- [TASK OBJECTIVE]
Repeat the records below exactly, leaving out every picture.

-------- INFORMATION SHOWN --------

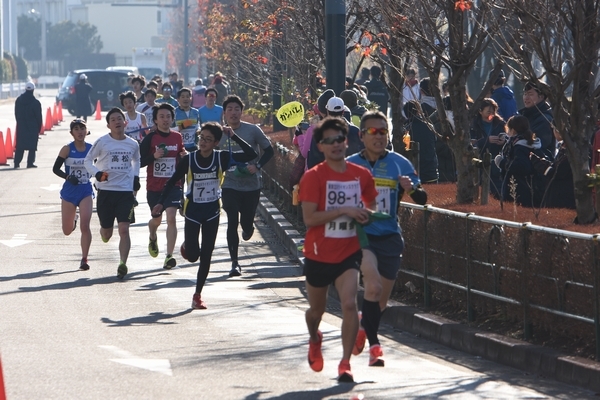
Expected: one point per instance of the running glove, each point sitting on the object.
(73, 180)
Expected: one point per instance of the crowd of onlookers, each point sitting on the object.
(528, 157)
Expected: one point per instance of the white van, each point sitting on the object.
(125, 68)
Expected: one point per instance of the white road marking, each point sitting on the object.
(162, 366)
(18, 239)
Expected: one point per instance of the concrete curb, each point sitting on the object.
(515, 353)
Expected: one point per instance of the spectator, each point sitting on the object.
(558, 177)
(504, 97)
(514, 162)
(364, 76)
(28, 113)
(377, 91)
(410, 90)
(198, 97)
(351, 101)
(539, 115)
(488, 133)
(422, 133)
(428, 104)
(83, 103)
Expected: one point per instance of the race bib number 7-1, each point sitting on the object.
(341, 194)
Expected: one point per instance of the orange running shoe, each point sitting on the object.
(375, 354)
(315, 357)
(344, 372)
(197, 303)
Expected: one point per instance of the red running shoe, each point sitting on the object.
(344, 372)
(182, 251)
(315, 357)
(197, 303)
(375, 354)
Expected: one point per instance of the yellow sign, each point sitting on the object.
(291, 114)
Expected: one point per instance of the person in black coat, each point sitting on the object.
(514, 163)
(539, 114)
(28, 113)
(83, 103)
(488, 134)
(558, 177)
(423, 133)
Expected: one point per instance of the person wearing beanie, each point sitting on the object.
(28, 113)
(351, 101)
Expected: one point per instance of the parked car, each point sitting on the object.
(107, 86)
(123, 68)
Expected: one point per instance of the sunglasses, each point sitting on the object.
(205, 139)
(333, 139)
(375, 131)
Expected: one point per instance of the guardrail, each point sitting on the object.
(13, 89)
(538, 275)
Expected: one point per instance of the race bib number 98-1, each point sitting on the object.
(341, 194)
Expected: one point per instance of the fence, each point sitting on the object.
(539, 276)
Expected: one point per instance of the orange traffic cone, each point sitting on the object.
(48, 125)
(14, 141)
(2, 152)
(8, 147)
(2, 389)
(98, 110)
(54, 115)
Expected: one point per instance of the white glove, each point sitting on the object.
(498, 159)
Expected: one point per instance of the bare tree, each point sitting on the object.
(450, 35)
(564, 36)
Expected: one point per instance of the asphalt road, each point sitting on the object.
(68, 334)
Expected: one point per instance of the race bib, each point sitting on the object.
(189, 136)
(80, 173)
(164, 167)
(383, 199)
(119, 160)
(206, 191)
(341, 194)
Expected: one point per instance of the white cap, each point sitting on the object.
(335, 104)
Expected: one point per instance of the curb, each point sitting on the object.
(504, 350)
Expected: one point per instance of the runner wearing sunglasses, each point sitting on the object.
(331, 194)
(394, 175)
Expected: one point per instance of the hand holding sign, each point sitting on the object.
(291, 114)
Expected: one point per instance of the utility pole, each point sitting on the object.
(335, 44)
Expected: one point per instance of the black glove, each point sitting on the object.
(541, 165)
(73, 180)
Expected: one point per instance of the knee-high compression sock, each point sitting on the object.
(370, 320)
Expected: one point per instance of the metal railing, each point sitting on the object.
(539, 275)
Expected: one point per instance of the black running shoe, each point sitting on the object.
(236, 270)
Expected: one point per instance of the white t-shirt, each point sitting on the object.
(120, 158)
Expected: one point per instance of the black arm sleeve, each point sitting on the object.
(419, 196)
(146, 155)
(57, 167)
(268, 153)
(247, 153)
(180, 171)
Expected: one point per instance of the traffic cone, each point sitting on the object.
(98, 110)
(48, 125)
(54, 115)
(14, 141)
(2, 151)
(8, 147)
(2, 389)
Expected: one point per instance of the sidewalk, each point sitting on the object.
(515, 353)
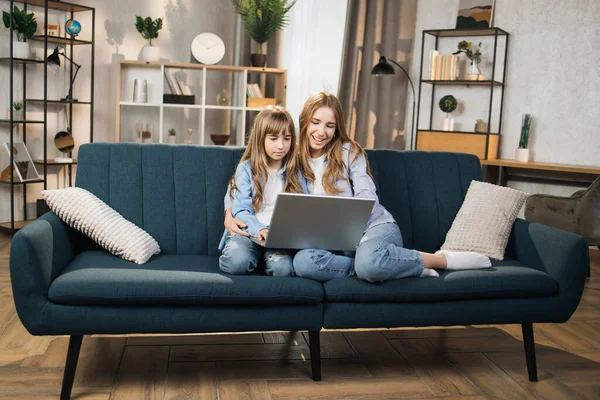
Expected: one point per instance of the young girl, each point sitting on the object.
(267, 167)
(333, 164)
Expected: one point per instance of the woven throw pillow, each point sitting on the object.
(88, 214)
(485, 219)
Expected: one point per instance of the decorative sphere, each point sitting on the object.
(73, 27)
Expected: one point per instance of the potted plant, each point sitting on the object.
(172, 138)
(262, 18)
(25, 26)
(522, 152)
(149, 30)
(474, 54)
(480, 126)
(448, 104)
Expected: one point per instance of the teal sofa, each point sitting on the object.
(64, 284)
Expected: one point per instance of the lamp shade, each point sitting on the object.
(382, 68)
(53, 58)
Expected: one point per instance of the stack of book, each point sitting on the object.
(443, 67)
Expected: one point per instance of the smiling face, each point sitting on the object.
(320, 130)
(276, 148)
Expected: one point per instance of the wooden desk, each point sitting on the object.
(500, 171)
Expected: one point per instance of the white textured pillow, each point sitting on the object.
(88, 214)
(485, 219)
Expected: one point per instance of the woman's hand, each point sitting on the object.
(262, 235)
(233, 225)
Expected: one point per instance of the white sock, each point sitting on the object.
(429, 273)
(465, 259)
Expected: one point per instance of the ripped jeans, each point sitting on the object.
(379, 257)
(240, 256)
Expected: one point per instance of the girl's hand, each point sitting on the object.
(262, 235)
(234, 225)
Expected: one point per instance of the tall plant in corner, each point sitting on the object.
(149, 29)
(24, 26)
(262, 18)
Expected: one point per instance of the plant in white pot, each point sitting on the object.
(149, 30)
(522, 153)
(24, 26)
(262, 18)
(448, 104)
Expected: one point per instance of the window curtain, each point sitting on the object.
(377, 108)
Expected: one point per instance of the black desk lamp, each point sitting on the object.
(54, 59)
(383, 68)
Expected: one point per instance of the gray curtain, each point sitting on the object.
(375, 106)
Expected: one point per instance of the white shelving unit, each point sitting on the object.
(205, 116)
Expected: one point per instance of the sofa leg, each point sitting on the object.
(70, 366)
(529, 343)
(315, 354)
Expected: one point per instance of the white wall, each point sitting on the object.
(553, 73)
(311, 50)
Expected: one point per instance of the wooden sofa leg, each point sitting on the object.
(70, 366)
(315, 354)
(529, 343)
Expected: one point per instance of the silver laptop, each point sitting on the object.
(303, 221)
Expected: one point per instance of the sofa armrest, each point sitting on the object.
(38, 254)
(560, 254)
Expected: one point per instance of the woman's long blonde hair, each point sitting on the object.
(335, 168)
(270, 121)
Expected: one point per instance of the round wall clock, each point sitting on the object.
(208, 48)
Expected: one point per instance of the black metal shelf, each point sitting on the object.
(57, 101)
(6, 60)
(462, 82)
(466, 32)
(59, 40)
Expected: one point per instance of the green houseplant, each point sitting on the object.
(24, 26)
(448, 104)
(149, 29)
(262, 18)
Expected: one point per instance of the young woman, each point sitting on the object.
(333, 164)
(267, 167)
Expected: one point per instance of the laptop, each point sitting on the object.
(304, 221)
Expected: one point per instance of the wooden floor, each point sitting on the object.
(447, 363)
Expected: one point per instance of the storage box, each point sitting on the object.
(259, 102)
(179, 99)
(483, 145)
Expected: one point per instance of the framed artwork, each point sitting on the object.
(475, 14)
(23, 164)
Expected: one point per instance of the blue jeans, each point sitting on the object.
(379, 257)
(240, 256)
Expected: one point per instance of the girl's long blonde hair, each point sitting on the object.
(335, 168)
(273, 120)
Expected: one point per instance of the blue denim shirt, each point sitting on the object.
(361, 185)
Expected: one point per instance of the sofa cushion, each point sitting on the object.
(505, 279)
(96, 277)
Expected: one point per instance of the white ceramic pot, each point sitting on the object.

--------

- [REPLY]
Expected: one point per instance of the running glove, each point sitting on the object.
(73, 180)
Expected: one point per instance of the crowd of onlookers, each point sitting on the object.
(528, 157)
Expected: one point per instance of the white van, each point sitting on the object.
(125, 68)
Expected: one point per instance of the white road marking, each point sitting on the object.
(162, 366)
(18, 239)
Expected: one point per instance of the concrete curb, each point sitting on the object.
(515, 353)
Expected: one point per instance of the spectator, each point sitting on the object.
(558, 177)
(504, 97)
(514, 162)
(364, 76)
(28, 113)
(377, 91)
(410, 90)
(198, 97)
(351, 101)
(539, 115)
(488, 133)
(422, 133)
(428, 104)
(83, 103)
Expected: one point per instance of the race bib number 7-1, each point sitting on the object.
(341, 194)
Expected: one point per instance of the orange running shoe, each point sitting on the object.
(375, 354)
(315, 357)
(344, 372)
(197, 303)
Expected: one point per instance of the red running shoe, each point sitting on the object.
(344, 372)
(182, 251)
(315, 357)
(197, 303)
(375, 354)
Expected: one point per instance of the yellow sign, each point sitting on the object.
(291, 114)
Expected: one point per instance of the person in black coat, each point sitting on the object.
(514, 163)
(539, 114)
(28, 113)
(83, 103)
(488, 134)
(558, 177)
(423, 133)
Expected: one point per instance of the person wearing beanie, each point sitting on the object.
(28, 113)
(351, 101)
Expected: one point per instance of the parked car, each point sitting on the object.
(107, 86)
(123, 68)
Expected: one point per instance of the sunglasses, each point sitting on the object.
(205, 139)
(333, 139)
(375, 131)
Expected: one point per instance of the guardrail, each point sitting on the object.
(13, 89)
(538, 275)
Expected: one point per instance of the race bib number 98-1, each point sitting on the object.
(341, 194)
Expected: one point per instance of the fence, each point sitting on the object.
(539, 276)
Expected: one point per instance of the orange traffic cone, each point sitting on the object.
(48, 125)
(14, 141)
(2, 152)
(8, 147)
(2, 389)
(98, 110)
(54, 115)
Expected: one point per instance of the white glove, each point sitting on the object.
(498, 159)
Expected: one point per instance of the bare tree, each point sitting on the object.
(450, 35)
(564, 36)
Expected: one point per instance of the asphalt road, each point sitting on the object.
(68, 334)
Expected: one point per instance of the race bib, each point sitting on the object.
(189, 136)
(80, 173)
(164, 167)
(383, 199)
(119, 160)
(206, 191)
(341, 194)
Expected: one point per instance of the white cap, each point sitting on the object.
(335, 104)
Expected: one point per instance of the curb, each point sitting on the object.
(504, 350)
Expected: one point per instance of the runner wearing sunglasses, each point sitting on the object.
(331, 194)
(394, 175)
Expected: one point per instance of the hand holding sign, each point sitting on the object.
(291, 114)
Expected: one point per instance of the utility pole, each point sitting on the object.
(335, 44)
Expected: one point per instance of the black glove, each point sitting on the object.
(541, 165)
(73, 180)
Expected: one point per instance of the knee-high compression sock, each point sitting on the object.
(370, 320)
Expected: one point per instance of the metal railing, each point sitting on the object.
(539, 275)
Expected: one point per instance of the black running shoe, each point sitting on the object.
(236, 270)
Expected: one point per instance of the white t-shirt, each point sitting on the object.
(120, 158)
Expected: one point per instance of the black arm sleeve, each point sitting on the object.
(419, 196)
(146, 155)
(57, 167)
(268, 153)
(247, 153)
(180, 171)
Expected: one point per instance of the traffic cone, each point sitting on the object.
(98, 110)
(48, 125)
(54, 115)
(14, 141)
(2, 151)
(8, 147)
(2, 389)
Expected: one point per instance of the sidewalk, each point sitting on the object.
(515, 353)
Expected: one point per instance of the young girl, each point sitting on the object.
(267, 167)
(333, 164)
Expected: one point per instance of the woven throw pillow, each point sitting on the object.
(88, 214)
(485, 219)
Expected: one point per instance of the decorative sphere, each point sitting on the object.
(73, 27)
Expected: one point per instance of the potted plant, each point sitting on the object.
(172, 138)
(262, 18)
(25, 26)
(522, 152)
(149, 30)
(474, 54)
(480, 126)
(448, 104)
Expected: one point per instance of the teal sofa, each point sitting on the object.
(64, 284)
Expected: one point per instance of the lamp shade, each point sitting on the object.
(382, 68)
(53, 58)
Expected: one point per instance of the stack of book, each point sitting on the object.
(443, 67)
Expected: one point per instance of the smiling face, each point sitting on the object.
(320, 130)
(276, 148)
Expected: one point per instance of the wooden desk, each point sitting on the object.
(500, 171)
Expected: one point per instance of the white textured pillow, each point sitting on the object.
(88, 214)
(485, 219)
Expected: one point per instance of the woman's hand, each point sitting on the object.
(262, 235)
(233, 225)
Expected: one point per instance of the white sock, each point sitting on the object.
(429, 273)
(465, 259)
Expected: one point per instance of the ripped jeans, each point sitting on the object.
(379, 257)
(240, 256)
Expected: one point per instance of the girl's hand, each point sitting on the object.
(262, 235)
(234, 225)
Expected: one point per instance of the tall plant in corner, each point sitting on the object.
(149, 29)
(24, 26)
(262, 18)
Expected: one point per instance of the plant in white pot, each point sitting on the object.
(149, 30)
(522, 153)
(24, 26)
(262, 18)
(448, 104)
Expected: one point per instance of the window curtain, each point sitting on the object.
(377, 108)
Expected: one point per instance of the black desk lamp, each point sitting on the object.
(54, 59)
(383, 68)
Expected: one point per instance of the gray curtain, each point sitting on the object.
(375, 106)
Expected: one point per instance of the white shelving unit, each point sitting on the object.
(205, 116)
Expected: one point per instance of the sofa leg, each point sitting on the object.
(70, 366)
(529, 343)
(315, 354)
Expected: one point per instance of the white wall, each point sitting on the object.
(553, 73)
(311, 50)
Expected: one point per instance of the wooden sofa leg, each point sitting on the object.
(70, 366)
(315, 354)
(529, 343)
Expected: one point per instance of the silver laptop, each point sitting on the object.
(303, 221)
Expected: one point per instance of the sofa armrest, each point sitting on the object.
(38, 254)
(560, 254)
Expected: one point per instance of the woman's long blonde hair, each point sitting on the object.
(335, 168)
(270, 121)
Expected: one point per instance of the round wall clock, each point sitting on the object.
(208, 48)
Expected: one point per instance of the black metal shelf, each point sitting on the object.
(57, 101)
(6, 60)
(462, 82)
(466, 32)
(59, 40)
Expected: one point per instance of the green houseplant, each point sitting on the object.
(24, 26)
(448, 104)
(149, 29)
(262, 18)
Expected: one point per instance of the young woman, each point sitting on the object.
(333, 164)
(267, 167)
Expected: one point per instance of the laptop, each point sitting on the object.
(304, 221)
Expected: one point per instance of the wooden floor, each point sitting on the object.
(447, 363)
Expected: one point per instance of the storage box, each point sitting on the object.
(259, 102)
(179, 99)
(483, 145)
Expected: one point per instance of the framed artwork, each point sitting on the object.
(475, 14)
(23, 164)
Expected: one point per instance of the blue jeans, each point sitting on the object.
(379, 257)
(240, 256)
Expected: one point per instance of the girl's long blonde hair, each point sitting on the object.
(335, 168)
(273, 120)
Expected: one point per instance of the blue denim shirt, each point sitting on the object.
(361, 185)
Expected: one point per instance of the sofa cushion, each point sitting on the object.
(505, 279)
(96, 277)
Expected: one point per instance of the white ceramic pot, each point sitting on the object.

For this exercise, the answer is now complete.